EXTRACT:
Published daily by the Lowy Institute

Syria: What the UN can do, and must do

With the Security Council once more hostage to the veto, the General Assembly should test the world’s resolve.

Russia has now vetoed 14 resolutions on the Syrian crisis (Loey Felipe/UN Photo)
Russia has now vetoed 14 resolutions on the Syrian crisis (Loey Felipe/UN Photo)

As the Syrian Government intensifies its offensive against Syria’s Idlib province, the final opposition stronghold in the nine-year old war, diplomats and UN officials are running out of words in their attempts to convey the severity of the crisis to the UN Security Council. The UN Emergency Relief Coordinator says it’s the “biggest humanitarian horror of the 21st century”. France’s representative told the Security Council “there no longer seems to be any limit to the suffering the regime is ready to inflict on its own people”. The UN Secretary General’s Special Envoy for Syria has warned of “even greater catastrophic human suffering” to come.

The crisis received an upsurge of international attention last week following a Syrian Government attack on Turkish troops, resulting in dozens of casualties and prompting Turkey to announce that it would no longer stop Syrian refugees in Turkey from seeking to reach Europe. The prospect of four million Syrian refugees no longer confined within Turkey’s borders promptly led the European Union to announce an “extraordinary meeting” to discuss the “terrible human crisis”.

The fighting is getting closer to densely populated areas, aid agencies are overwhelmed, families are burning their clothes and furniture to stay warm, and children are freezing to death and being bombed.

More than 900,000 people in Idlib have been forced from their homes since December, desperately fleeing the airstrikes and ground attacks. The fighting is getting closer to densely populated areas, aid agencies are overwhelmed, families are burning their clothes and furniture to stay warm, and children are freezing to death and being bombed. Thirty-five children were killed in the first two weeks of February alone.

The Security Council should be demanding an immediate ceasefire. It should be demanding compliance with international humanitarian law. It should be imposing measures to isolate the Syrian regime – things like asset freezes and travel bans. And, as the UN’s Special Envoy for Syria said last month, it should be putting “its weight behind the search for a political way forward”. It’s obvious that the efforts being led by the “Astana group” – Russia, Iran and Turkey – aren’t bearing fruit, and a number of Security Council members have expressed their desire for the UN to take control of the political track.

But the Security Council isn’t doing any of these things. Decisions of the Security Council are subject to the veto of any of the five permanent members, and these include Russia, the primary supporter of the Syrian Government’s offensive in Idlib. Russia has now vetoed 14 resolutions on the Syrian crisis, including some aimed exclusively at minimising the conflict’s humanitarian consequences, and its unlikely to change its tune now.

TASK DETAILS: How would the article on Syria and the UN continue after its final paragraph? Write the next part.

DATA SECTION:
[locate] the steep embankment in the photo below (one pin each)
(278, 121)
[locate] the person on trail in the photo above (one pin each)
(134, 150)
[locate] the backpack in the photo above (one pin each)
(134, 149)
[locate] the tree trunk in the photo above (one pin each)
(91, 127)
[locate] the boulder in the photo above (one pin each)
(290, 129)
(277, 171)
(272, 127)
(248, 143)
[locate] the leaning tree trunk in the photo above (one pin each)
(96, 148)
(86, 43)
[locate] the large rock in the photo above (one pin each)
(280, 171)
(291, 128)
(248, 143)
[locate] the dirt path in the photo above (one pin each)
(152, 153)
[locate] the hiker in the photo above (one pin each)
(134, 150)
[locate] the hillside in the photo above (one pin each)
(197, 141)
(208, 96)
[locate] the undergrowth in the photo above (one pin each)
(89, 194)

...

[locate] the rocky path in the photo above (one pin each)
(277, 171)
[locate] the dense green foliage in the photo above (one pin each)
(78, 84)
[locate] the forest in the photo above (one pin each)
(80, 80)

TASK RESPONSE:
The near impossibility of the Security Council agreeing on anything meaningful on Syria was highlighted in successive Council meetings throughout February. While most Council members focused on alleviating the humanitarian crises, Russia’s representative accused them of “playing the card of civilian suffering … every time the terrorists you cherish are in danger”. He criticised aid agencies for supplying heaters that catch fire in tents and kill people, and said that Russia would not end its support for the Syrian Government.

There is one thing that the Security Council could do to get around Russia, and that is to pass a resolution referring the situation to the UN General Assembly. It would be a procedural resolution, so it would just need to be passed by a majority, and wouldn’t be subject to the veto. It’s a procedure that hasn’t been used for a while, but it has been used in numerous previous crises in which the Security Council has been blocked by the veto – with varying degrees of success.

Most Security Council members want to see action on Syria. Last week nine of the Council’s 15 members took the unusual step of formally asking the Secretary General to launch an initiative to secure a cease-fire; and the UK’s representative to the UN said recently that that “13 or 14 Council members” were “willing to act”.

The General Assembly doesn’t need a referral from the Security Council in order to pass a resolution on the humanitarian crisis in Syria. It could just act on its own initiative, and indeed it should. But a referral from the Security Council would be a way for the Council’s concerned majority to make a political statement regarding the urgency of the situation, and it would be difficult for the Assembly to ignore.

Just how far down the political radar this is was highlighted last week, when Syria was discussed in the UK House of Commons. A question was asked about the role of the General Assembly, and the responsible minister responded that he’d “not had the opportunity to test” the General Assembly’s position on the issue. Well, now would be a good time.

What could the General Assembly usefully do? It could call for an immediate halt to the violence, it could call on the parties to the conflict to respect international humanitarian law (including by not bombing hospitals) and for the perpetrators of violations to be held to account, and it could call for unimpeded humanitarian access. It could also call on states to impose further measures to diplomatically and economically isolate the Syrian regime. None of it would be legally binding, but it would be a whole lot better than both the Security Council and the General Assembly doing nothing.